How YouTube threatened me to please EU president Juncker (French/Video) - dredmorbius
https://youtube.com/watch?v=7y-xS_EB3QI
======
dredmorbius
Laetitia Birbes was invited, by YouTube, to interview EU president Jean-Claude
Juncker. The full interview, in French, with English subtitles, is:
[https://m.youtube.com/watch?feature=youtu.be&v=BY5rGTjrfLI](https://m.youtube.com/watch?feature=youtu.be&v=BY5rGTjrfLI)

The video linked in this article describes the backstory of the event. TL;DR:
What YouTube asked for, and significantly badgered Ventose to obtain, is not
what they received.

Transcript of the first 20 seconds, from Ventose's meeting with a YouTube
representative:

0:01 you're already asking very difficult questions to Mr. Juncker,

0:05 you're talking about corporations' lobbies,

0:06 you don't want to get on the wrong side of Youtube and the European
Commission or of the people who trust you...

> [Work instructions]:
a: According to the forum post, who did YouTube invite to interview Jean-Claude Juncker?
b: Please retype the stretch of the forum post from "0:05 you're talking" through "who trust you...".

> [Stored entries]:
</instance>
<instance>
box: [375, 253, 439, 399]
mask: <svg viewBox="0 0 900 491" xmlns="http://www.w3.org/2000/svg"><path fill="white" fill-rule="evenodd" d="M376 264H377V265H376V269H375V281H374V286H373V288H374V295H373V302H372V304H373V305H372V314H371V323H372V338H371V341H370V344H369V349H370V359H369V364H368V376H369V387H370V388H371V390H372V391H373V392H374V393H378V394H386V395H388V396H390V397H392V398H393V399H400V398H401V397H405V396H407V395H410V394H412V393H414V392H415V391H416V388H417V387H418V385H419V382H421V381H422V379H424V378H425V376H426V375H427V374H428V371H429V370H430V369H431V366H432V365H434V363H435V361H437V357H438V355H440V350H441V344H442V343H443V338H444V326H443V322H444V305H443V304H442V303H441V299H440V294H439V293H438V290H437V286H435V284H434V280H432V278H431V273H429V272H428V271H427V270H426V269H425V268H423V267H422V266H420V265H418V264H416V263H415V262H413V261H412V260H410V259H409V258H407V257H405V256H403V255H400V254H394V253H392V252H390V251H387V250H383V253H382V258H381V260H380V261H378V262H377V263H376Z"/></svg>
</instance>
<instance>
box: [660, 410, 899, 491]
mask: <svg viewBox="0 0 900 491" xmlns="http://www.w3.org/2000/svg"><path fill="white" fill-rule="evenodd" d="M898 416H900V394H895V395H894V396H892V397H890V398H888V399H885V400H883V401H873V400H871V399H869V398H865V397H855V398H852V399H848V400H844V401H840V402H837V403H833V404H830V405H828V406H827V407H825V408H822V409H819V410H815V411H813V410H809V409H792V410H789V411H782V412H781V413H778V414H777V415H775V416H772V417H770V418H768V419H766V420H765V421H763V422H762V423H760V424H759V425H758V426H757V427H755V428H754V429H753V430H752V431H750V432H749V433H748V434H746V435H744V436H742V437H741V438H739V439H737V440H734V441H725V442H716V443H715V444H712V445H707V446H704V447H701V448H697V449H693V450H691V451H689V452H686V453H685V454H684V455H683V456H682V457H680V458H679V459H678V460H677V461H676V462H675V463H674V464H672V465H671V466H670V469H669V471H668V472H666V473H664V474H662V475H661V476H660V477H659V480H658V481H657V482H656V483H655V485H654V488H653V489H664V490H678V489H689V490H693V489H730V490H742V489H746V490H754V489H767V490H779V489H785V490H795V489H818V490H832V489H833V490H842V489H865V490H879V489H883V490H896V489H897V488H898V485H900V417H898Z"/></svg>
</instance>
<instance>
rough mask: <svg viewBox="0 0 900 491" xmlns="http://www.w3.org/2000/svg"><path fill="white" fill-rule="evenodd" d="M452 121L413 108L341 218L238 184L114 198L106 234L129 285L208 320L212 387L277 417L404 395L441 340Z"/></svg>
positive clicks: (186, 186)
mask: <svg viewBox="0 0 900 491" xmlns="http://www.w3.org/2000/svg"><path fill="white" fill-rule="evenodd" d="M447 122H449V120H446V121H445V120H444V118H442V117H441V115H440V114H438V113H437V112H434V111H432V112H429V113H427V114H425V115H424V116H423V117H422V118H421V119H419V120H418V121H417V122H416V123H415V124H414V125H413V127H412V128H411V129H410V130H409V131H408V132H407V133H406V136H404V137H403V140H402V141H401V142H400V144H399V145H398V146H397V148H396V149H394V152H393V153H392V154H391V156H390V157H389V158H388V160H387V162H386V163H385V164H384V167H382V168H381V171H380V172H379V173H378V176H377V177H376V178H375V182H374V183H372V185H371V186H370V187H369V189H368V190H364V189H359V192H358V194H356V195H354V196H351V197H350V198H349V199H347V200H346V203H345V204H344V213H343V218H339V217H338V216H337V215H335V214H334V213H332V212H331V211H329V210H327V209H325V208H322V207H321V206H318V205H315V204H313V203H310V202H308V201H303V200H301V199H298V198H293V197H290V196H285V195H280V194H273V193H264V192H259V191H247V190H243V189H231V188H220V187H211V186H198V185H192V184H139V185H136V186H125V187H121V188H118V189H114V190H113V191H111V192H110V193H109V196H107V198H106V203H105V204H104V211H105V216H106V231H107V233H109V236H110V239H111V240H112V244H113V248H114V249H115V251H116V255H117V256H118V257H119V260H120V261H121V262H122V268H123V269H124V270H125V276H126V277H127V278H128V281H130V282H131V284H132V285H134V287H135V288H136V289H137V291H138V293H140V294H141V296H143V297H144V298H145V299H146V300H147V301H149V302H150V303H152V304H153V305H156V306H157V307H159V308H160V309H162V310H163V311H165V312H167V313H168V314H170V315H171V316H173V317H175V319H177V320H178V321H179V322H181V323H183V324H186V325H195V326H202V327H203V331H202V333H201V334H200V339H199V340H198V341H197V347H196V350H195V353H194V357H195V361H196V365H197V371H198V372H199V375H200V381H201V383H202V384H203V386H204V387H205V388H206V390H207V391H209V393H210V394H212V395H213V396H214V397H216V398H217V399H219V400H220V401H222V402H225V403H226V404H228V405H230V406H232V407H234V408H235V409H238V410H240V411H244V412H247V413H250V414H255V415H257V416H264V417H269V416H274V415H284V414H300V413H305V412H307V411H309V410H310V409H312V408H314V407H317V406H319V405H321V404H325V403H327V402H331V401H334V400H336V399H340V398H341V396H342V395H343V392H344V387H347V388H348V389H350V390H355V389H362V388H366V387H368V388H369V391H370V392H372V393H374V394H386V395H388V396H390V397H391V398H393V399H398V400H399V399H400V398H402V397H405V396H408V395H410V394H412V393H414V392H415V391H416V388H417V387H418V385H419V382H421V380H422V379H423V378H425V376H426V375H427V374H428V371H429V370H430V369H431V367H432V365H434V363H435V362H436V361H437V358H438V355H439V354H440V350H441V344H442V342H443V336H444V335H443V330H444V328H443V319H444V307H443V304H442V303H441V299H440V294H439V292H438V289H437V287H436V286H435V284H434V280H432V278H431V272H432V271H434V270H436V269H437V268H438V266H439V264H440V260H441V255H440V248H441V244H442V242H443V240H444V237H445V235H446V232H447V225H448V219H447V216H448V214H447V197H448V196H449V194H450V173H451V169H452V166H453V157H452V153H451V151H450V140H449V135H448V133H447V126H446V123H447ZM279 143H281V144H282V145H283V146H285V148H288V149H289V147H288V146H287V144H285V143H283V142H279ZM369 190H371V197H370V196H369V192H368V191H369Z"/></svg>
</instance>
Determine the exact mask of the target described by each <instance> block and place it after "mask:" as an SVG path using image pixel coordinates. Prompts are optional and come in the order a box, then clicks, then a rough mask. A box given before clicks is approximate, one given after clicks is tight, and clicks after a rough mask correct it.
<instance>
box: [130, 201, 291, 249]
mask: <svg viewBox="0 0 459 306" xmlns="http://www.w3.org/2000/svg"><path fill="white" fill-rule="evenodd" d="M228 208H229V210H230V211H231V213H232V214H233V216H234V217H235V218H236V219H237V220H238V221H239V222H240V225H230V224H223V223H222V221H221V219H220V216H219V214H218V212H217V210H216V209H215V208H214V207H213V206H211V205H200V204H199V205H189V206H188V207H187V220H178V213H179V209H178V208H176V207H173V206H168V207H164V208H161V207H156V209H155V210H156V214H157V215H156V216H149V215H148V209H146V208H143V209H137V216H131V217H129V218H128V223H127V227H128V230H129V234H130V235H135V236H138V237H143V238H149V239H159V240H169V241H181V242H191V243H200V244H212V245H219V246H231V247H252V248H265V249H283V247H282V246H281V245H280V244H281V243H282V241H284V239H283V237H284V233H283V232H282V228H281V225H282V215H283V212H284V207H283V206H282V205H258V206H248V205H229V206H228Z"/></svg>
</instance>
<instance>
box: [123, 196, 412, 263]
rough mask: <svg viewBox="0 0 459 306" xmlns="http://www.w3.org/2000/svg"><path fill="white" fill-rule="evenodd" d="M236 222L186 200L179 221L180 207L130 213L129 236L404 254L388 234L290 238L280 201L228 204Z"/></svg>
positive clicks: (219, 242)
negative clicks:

> [Results for each task]:
a: Laetitia Birbes

b:
0:05 you're talking about corporations' lobbies,

0:06 you don't want to get on the wrong side of Youtube and the European
Commission or of the people who trust you...